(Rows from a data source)
* START *

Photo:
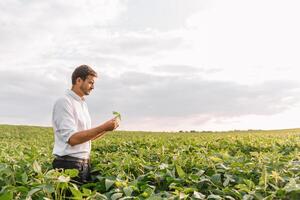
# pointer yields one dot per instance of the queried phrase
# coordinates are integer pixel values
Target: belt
(72, 159)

* END *

• TASK STATEMENT
Reproduce the rows above with "Target" renamed to "Query" and nothing else changed, leaving out the pictures.

• CORRECT ANSWER
Photo:
# pointer yields one dot per instance of the queried phrase
# coordinates are integer pixel values
Query: belt
(72, 159)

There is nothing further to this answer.